------ RECORDS SHOWN ------
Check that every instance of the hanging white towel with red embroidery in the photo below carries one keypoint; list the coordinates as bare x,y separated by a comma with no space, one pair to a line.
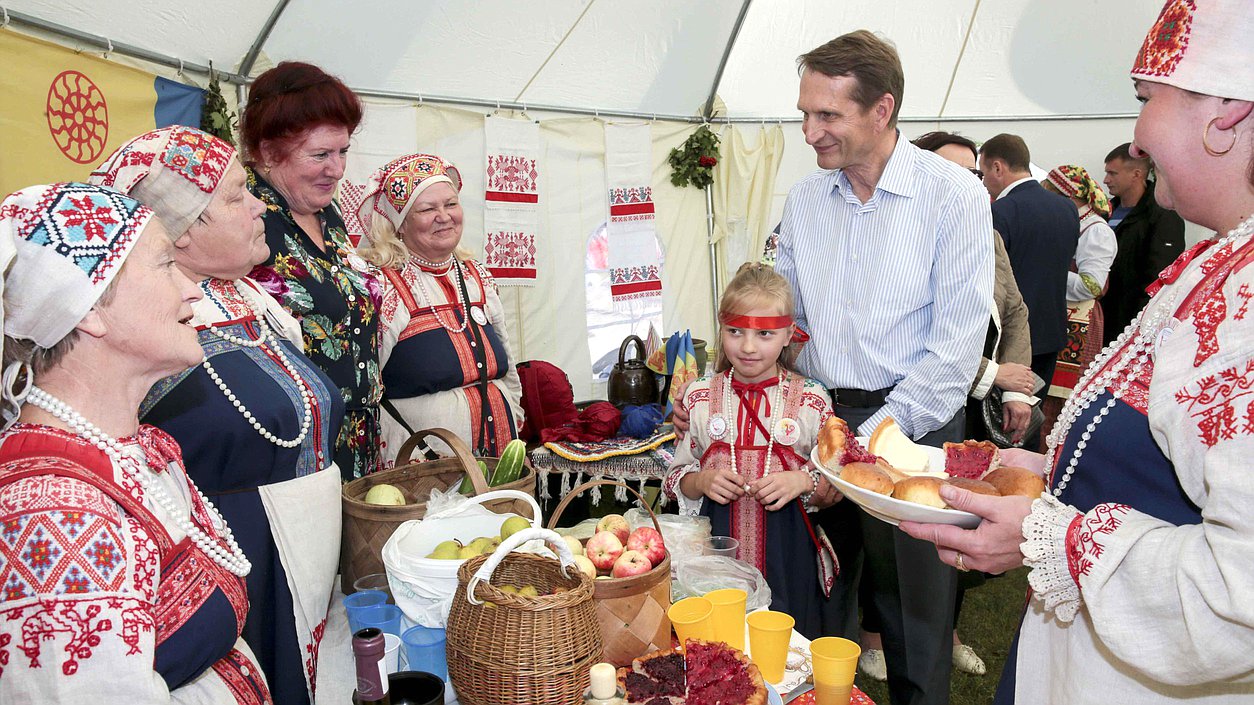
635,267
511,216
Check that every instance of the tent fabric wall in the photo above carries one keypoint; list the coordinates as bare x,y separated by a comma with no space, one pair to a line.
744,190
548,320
------
------ RECORDS SHOWN ------
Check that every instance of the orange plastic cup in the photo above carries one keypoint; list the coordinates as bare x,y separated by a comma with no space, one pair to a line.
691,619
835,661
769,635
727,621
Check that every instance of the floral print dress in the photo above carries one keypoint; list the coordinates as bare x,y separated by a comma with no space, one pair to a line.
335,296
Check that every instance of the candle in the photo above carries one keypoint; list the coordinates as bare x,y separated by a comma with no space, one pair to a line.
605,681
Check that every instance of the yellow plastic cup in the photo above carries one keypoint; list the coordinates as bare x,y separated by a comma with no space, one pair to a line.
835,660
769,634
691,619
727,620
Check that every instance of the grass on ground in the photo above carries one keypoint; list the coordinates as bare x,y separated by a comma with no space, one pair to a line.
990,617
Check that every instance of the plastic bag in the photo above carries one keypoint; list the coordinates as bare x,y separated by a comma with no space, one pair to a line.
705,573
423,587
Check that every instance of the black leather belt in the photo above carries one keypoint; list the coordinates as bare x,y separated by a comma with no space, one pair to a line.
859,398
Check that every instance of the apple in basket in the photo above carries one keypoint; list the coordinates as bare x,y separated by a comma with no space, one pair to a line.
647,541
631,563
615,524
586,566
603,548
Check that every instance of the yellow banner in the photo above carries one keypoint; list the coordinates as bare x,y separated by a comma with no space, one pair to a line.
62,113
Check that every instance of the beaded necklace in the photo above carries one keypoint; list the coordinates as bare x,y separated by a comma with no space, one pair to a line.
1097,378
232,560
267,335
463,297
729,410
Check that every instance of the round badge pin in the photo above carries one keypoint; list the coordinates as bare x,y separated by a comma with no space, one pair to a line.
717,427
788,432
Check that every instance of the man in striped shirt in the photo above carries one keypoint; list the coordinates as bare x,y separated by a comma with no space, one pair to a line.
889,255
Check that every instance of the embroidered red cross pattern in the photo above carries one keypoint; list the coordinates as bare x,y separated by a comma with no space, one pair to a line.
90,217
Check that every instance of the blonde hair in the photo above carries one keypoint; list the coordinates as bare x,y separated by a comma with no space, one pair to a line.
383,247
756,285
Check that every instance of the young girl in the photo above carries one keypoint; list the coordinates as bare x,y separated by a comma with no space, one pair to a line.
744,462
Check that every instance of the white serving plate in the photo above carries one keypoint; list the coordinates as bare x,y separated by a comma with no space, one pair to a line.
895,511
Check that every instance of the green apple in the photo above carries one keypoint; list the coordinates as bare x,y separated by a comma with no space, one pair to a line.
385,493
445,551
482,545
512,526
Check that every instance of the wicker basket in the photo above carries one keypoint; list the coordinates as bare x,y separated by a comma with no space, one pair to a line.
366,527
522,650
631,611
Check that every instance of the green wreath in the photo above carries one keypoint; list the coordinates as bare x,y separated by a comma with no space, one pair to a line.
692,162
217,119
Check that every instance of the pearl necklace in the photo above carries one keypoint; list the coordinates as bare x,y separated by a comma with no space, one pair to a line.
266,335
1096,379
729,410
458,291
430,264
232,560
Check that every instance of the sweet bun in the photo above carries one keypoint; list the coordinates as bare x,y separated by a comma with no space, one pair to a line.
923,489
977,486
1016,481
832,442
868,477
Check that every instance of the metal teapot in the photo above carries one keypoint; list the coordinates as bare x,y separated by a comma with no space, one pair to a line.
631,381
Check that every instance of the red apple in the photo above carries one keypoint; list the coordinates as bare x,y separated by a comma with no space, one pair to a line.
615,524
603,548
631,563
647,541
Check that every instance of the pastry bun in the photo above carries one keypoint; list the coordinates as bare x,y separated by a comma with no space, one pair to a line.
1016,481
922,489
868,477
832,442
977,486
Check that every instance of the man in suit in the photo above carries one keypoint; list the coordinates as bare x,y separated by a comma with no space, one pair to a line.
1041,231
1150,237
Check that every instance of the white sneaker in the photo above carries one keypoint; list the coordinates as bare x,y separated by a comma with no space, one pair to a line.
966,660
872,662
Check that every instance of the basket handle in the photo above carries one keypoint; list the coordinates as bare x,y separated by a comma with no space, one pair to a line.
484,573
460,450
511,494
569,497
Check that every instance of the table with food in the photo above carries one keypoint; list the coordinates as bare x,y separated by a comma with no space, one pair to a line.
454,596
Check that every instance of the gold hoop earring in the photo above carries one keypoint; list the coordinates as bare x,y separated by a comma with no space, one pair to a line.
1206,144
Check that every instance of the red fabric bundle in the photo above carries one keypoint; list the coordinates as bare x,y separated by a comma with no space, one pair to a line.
------
TASK TO COMPLETE:
Give back, exactly as written, the stretch from the line with "Check that every instance of the white sneaker" through the line with "Check that every instance of the red fabric", and no other lines from the records above.

TASK RESULT:
Check that every instance of the white sneaker in the photo above carries one keypoint; list the coordinates as bare x,y separated by a comma with no space, one pair to a line.
966,660
872,662
Check that every instance of the basket handle in the photo above carries one keypoint; list the coordinates as bare x,y separated by a comma with no space, one pair to a line.
484,573
460,450
511,494
569,497
Check that every instance of the table with food in the photo above carries one keypoint; list the coordinates as bare x,y separated by a comma with no space, one pair to a line.
454,596
Check that every instance of the gold hoop earring in the photo above carries one keypoint; list the coordinates as bare x,y separated by a comma with no space, one pair to a line.
1206,144
Check that every instance of the red fabric bundle in the photo above carries one keypoint; list the coordinates as bare x,y separated by a comma with no space, one pair to a line.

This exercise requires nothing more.